▶ WHAT THE EXERCISE ASKS
Reproduce the passage on Harriet Bart's artworks word for word, from "Conceived by conceptual" up to and including "the riddle-like poem.".

▶ QUOTED PASSAGE
====

Requiem is an installation of seven paper scrolls memorializing the American soldiers killed in the conflict in Iraq. Six of the scrolls are inscribed in black ink with the soldiers' names while the seventh remains blank as if waiting to be filled. A stone sits at the rolled end of each scroll, while a metal plumb bob suspended on a black cord hovers above. A plumb bob always hangs perpendicular to a tangent of the earth’s core, and this constancy is for the artist a symbol of truth, rectitude, and moral character. The hand-written inscriptions of the names, together with the overwhelming size of the work and the almost sacred quality of the scrolls, suggest a consecration of respect for the individuals whose lives were lost.
Conceived by conceptual artist Harriet Bart, 13 ÷ 14 is a visual interpretation of the poem "Thirteen Ways of Looking At A Blackbird" by Wallace Stevens, and fits squarely into the formalist tradition of Conceptual Art as envisioned by Sol LeWitt, Joseph Kosuth, Hanne Darboven, and others. Bart used the mathematical puzzle known as the Loculus of Archimedes, or the Stomachion, as a starting point for her illustrations. A dissection puzzle game, the Loculus consists of a square divided into 14 polygons in accordance with certain specific geometric constraints. Bart rearranged these 14 polygons in different layouts to create an illustration for each of the stanzas in the riddle-like poem.
The plumb bob is a tool that has been used since ancient times to create a true vertical reference, or plumb line, in architecture. For many years, artist Harriet Bart has used these objects in conceptually-based installations such as Pendulum (2003) and Requiem (2003-11). Bart’s engagement with the plumb bob began with her interest in architecture and evolved to encompass a symbolic understanding of the tool as an object denoting rectitude and truth. The book is devoted to her now deceased father who, in the artist’s words, was “a blind man who saw everything.”
Drawn in Smoke is a project created by conceptual artist Harriet Bart to commemorate the 100th anniversary of the Triangle Shirtwaist Factory fire of 1911. Historically important for the changes in labor practices it galvanized, this tragedy claimed the lives of 160 victims, most of them young immigrant women and girls. An important work in Bart’s oeuvre, Drawn in Smoke continues the artist’s practice of advocating for women and memorializing the sacrifices of those who often go unrecognized. Working with a list of the victims held at the Cornell University Archive, Bart used smoke to create an original abstract “portrait” for each woman whose name is on the list.

====

▶ PROVIDED RECORDS
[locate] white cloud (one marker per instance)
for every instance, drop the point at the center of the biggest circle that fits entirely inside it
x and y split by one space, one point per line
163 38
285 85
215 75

====

▶ TASK RESPONSE
Conceived by conceptual artist Harriet Bart, 13 ÷ 14 is a visual interpretation of the poem "Thirteen Ways of Looking At A Blackbird" by Wallace Stevens, and fits squarely into the formalist tradition of Conceptual Art as envisioned by Sol LeWitt, Joseph Kosuth, Hanne Darboven, and others. Bart used the mathematical puzzle known as the Loculus of Archimedes, or the Stomachion, as a starting point for her illustrations. A dissection puzzle game, the Loculus consists of a square divided into 14 polygons in accordance with certain specific geometric constraints. Bart rearranged these 14 polygons in different layouts to create an illustration for each of the stanzas in the riddle-like poem.